_Quoted passage_.
--------------------

Availability reimagined.

Empower the workforce with a clear and simple experience to input and understand job availability.

 
 
 

 Bellhop is a nationwide moving company that relies heavily on a remote and digital-based workforce we call Pros. Jobs are assigned based on location, availability, skills, and performance rating. The Bellhop Pro app is the bridge between the operations team, the Bellhop customer, and a workforce of individuals who strive to perform at peak capacity.

The Problem

On the business side, the availability time input by the Pros was not in alignment with the times the customers were booking moves. Gap windows of unused availability were creating improper usage of time and scheduling conflicts with the customers.


The goal

Create an experience that allows the workforce to input a useful schedule of availability that aligns with the customer's booked time windows. Evolve the existing UI/UX so as to not disrupt the end-users current mental modal of entering availability. The new design needs this to be clean, simple, useful, and not deviate too much from the previous paradigm.

--------------------

_Tasks to carry out_.
A) Say whether each statement agrees with the Bellhop case study, giving yes or no and quoting the words of the text that decide it: (i) Pros are given jobs based on location, availability, skills, and performance rating; (ii) the availability times Pros entered matched the times customers booked moves; (iii) the new design was meant to break sharply from the previous paradigm.
B) Revise the Bellhop case study from "Empower the workforce" to "at peak capacity.", putting "national" in place of "nationwide".

--------------------

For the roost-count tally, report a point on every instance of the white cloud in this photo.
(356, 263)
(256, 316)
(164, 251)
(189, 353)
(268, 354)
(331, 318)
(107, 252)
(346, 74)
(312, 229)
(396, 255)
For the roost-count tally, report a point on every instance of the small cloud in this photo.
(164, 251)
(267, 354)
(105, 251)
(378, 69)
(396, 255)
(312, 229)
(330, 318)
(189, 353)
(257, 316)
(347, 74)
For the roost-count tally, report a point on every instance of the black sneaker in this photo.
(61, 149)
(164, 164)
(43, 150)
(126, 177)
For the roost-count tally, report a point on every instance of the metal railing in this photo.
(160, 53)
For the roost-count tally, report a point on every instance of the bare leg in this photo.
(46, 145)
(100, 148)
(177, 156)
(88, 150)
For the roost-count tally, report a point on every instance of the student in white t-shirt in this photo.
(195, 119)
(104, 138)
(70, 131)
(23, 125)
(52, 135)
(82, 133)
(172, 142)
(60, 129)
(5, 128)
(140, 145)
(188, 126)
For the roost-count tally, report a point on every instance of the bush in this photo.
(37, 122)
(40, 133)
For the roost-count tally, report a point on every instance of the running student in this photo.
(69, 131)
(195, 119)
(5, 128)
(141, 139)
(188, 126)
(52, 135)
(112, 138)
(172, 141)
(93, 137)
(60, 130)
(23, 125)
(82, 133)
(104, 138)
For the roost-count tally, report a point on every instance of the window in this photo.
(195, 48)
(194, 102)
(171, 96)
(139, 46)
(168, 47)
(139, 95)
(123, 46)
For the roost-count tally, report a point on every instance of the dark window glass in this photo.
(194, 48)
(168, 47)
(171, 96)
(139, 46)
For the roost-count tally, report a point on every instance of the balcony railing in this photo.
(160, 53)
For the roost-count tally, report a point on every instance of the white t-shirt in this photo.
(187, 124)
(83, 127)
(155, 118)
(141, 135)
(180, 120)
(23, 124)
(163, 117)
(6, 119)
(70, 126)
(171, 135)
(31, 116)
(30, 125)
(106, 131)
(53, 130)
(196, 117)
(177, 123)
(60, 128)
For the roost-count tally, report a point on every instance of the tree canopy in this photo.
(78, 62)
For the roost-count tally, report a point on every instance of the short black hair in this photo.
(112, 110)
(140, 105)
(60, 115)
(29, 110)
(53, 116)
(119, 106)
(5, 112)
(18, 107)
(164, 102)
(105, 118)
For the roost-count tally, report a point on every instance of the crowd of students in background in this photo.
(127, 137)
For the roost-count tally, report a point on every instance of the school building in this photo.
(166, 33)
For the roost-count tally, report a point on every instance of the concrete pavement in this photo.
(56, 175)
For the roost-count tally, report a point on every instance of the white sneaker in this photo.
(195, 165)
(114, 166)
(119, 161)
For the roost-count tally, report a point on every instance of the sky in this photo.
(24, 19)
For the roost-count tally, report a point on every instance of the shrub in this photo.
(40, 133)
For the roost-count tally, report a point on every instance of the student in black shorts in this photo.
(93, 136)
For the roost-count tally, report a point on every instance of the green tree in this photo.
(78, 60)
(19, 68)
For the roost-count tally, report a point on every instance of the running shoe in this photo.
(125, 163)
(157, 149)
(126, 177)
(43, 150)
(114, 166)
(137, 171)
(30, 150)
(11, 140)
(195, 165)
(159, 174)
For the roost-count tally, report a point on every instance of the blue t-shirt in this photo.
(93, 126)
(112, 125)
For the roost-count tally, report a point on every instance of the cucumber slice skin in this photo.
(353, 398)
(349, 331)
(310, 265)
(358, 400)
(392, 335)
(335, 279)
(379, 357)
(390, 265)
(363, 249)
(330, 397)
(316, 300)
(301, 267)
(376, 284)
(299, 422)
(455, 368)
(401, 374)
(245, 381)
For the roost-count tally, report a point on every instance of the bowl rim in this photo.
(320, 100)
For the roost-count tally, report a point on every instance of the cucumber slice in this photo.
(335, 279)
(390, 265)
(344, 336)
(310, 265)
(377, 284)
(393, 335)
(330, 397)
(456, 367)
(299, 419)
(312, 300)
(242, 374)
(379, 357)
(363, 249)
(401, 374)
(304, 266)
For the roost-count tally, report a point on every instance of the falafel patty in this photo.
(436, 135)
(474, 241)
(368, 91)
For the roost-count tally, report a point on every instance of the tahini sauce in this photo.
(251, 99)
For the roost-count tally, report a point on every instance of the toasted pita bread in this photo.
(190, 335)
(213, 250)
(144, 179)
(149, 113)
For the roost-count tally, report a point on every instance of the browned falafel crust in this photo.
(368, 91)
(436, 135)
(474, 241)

--------------------

_Expected answers_.
A)
(i) Yes: "Jobs are assigned based on location, availability, skills, and performance rating."
(ii) No: "the availability time input by the Pros was not in alignment with the times the customers were booking moves."
(iii) No: "not deviate too much from the previous paradigm."

B)
Empower the workforce with a clear and simple experience to input and understand job availability.

 
 
 

 Bellhop is a national moving company that relies heavily on a remote and digital-based workforce we call Pros. Jobs are assigned based on location, availability, skills, and performance rating. The Bellhop Pro app is the bridge between the operations team, the Bellhop customer, and a workforce of individuals who strive to perform at peak capacity.